Assigned task A:
In the news report on Indonesia's bond auction, what weighted average yield was awarded for 10-year bonds on Tuesday?
Assigned task B:
Carry on writing the news report on Indonesia's bond auction, starting after its last sentence.

----- Source passage -----

JAKARTA (Reuters) - Bond investors should not bet on Indonesia selling debt at higher yields, as the amount to be raised for the rest of the year will be manageable and capital inflows will push yields lower, central bank governor Perry Warjiyo said on Wednesday.
Warjiyo’s comments come a day after the government raised 16.62 trillion rupiah ($1.08 billion) at its regular bi-weekly auction, below target, despite total incoming bids of 44.4 trillion rupiah.
The government called for a greenshoe option auction on Wednesday for a maximum of 23.8 trillion rupiah, covering for the target it did not meet the previous day.
Warjiyo told an online news conference the central bank bought 2.3 trillion rupiah in Tuesday’s auction as a non-competitive bidder and may purchase more in the additional auction.
The governor suggested investors had bet the government would pay higher yields due to its ballooning budget deficit this year as it ramps up funding to fight the COVID-19 pandemic.
“The market will see, at the beginning they bid for yields that are too high, thinking the sum that will be raised will be so large,” Warjiyo said, adding that the 8.08% weighted average yield awarded for 10-year bonds on Tuesday was too high.
“The yield differential between our bonds and other countries is so high and that’s attractive. If the market realises this, slowly bids will come with lower yields,” he said.

----- Material shown -----

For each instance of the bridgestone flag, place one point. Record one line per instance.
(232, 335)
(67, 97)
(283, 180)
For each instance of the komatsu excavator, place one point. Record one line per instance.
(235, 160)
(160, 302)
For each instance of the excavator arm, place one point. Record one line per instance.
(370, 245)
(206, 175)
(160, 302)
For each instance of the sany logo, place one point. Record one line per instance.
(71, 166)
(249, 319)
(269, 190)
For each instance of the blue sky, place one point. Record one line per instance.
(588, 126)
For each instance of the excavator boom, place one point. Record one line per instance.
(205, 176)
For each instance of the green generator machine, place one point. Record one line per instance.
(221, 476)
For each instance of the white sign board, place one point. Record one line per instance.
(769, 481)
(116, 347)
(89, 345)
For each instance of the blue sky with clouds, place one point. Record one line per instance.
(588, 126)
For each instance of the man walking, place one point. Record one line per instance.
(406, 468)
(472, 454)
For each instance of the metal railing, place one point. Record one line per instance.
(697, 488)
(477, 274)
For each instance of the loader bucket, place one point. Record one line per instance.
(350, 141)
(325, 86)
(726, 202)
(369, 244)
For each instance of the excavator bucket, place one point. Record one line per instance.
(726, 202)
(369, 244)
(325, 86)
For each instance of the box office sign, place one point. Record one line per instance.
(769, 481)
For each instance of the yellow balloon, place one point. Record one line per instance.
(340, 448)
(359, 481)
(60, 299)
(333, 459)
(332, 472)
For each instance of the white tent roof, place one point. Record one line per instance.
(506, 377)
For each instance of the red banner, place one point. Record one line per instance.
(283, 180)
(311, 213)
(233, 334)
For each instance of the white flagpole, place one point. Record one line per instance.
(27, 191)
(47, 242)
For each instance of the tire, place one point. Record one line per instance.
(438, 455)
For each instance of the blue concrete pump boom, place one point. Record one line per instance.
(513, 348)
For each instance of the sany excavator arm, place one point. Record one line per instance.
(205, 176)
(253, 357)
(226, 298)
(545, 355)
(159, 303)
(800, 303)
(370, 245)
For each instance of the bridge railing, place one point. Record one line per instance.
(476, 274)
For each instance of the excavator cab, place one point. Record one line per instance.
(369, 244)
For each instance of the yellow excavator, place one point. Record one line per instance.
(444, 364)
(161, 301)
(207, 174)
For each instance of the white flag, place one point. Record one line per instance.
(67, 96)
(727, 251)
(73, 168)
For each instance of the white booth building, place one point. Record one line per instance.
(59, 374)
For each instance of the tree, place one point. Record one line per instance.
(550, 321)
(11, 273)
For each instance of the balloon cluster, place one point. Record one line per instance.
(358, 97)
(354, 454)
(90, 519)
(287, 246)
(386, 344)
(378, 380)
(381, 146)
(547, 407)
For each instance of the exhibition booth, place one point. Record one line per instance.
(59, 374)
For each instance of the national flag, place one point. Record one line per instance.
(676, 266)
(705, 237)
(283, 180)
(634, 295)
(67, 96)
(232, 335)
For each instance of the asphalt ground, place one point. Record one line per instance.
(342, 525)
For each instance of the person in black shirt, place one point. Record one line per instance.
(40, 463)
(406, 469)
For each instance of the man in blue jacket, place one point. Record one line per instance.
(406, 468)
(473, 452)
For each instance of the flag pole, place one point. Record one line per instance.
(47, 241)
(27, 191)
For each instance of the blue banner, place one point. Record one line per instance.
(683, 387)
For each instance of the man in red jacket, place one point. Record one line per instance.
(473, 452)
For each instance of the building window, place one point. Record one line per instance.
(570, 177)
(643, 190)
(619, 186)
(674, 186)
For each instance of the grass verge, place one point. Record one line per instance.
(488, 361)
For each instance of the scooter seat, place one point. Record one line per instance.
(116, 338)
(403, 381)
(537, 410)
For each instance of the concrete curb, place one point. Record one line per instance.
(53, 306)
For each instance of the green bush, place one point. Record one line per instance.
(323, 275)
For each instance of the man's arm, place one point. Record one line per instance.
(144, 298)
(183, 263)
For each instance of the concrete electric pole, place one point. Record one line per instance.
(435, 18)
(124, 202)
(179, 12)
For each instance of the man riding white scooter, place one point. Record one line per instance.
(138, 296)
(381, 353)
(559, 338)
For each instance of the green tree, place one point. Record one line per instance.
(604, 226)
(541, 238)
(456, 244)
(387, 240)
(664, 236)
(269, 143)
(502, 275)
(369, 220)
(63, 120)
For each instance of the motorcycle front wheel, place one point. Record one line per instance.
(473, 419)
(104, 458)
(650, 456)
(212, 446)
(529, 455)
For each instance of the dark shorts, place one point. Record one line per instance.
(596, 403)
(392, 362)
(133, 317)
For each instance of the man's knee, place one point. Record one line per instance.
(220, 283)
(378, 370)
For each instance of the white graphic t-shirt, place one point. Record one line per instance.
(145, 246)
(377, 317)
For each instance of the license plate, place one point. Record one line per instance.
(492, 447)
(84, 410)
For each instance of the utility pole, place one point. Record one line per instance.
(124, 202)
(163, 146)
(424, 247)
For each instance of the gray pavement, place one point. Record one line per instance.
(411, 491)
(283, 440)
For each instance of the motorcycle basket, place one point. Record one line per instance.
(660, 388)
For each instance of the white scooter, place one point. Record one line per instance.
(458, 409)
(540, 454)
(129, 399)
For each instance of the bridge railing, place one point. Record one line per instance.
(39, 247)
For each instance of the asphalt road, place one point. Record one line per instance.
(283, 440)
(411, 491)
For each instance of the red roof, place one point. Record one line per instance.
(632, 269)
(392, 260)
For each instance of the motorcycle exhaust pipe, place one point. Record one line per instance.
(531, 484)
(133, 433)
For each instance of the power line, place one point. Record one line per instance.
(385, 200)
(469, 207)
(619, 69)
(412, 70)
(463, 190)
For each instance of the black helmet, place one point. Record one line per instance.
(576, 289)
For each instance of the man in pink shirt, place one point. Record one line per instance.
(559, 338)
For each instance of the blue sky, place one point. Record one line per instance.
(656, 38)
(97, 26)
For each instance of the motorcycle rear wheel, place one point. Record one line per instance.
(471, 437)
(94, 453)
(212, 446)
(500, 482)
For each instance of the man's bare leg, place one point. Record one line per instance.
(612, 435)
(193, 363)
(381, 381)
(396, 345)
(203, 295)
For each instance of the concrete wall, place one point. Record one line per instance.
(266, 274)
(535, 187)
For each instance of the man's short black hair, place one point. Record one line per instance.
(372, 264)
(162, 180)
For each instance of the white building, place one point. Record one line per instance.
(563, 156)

-----

Written reply A:
8.08%

Written reply B:
The government’s fiscal deficit is expected to swell to 5.07% of GDP this year, the widest in more than a decade, and far higher than an earlier plan for a 1.76% deficit.
This means the government would have to bump up its gross issuance of debt to 1,400 trillion rupiah ($91.32 billion) this year.
Warjiyo said the government would not raise all of that in the bond market as its cash and loans from development banks were expected to cover for some 500 trillion rupiah. BI’s new secondary reserve requirement ratio would also mean commercial banks will buy another 100 trillion rupiah.
The total amount to be raised in the bond market for the rest of 2020 was seen at around 425 trillion rupiah, indicating that the target in each auction will not jump very much, he said.
By early May, BI would have injected a total of 503.8 trillion rupiah of additional liquidity to the financial system to help cushion the economic impact of the virus outbreak, in operations Warjiyo called “quantitative easing”.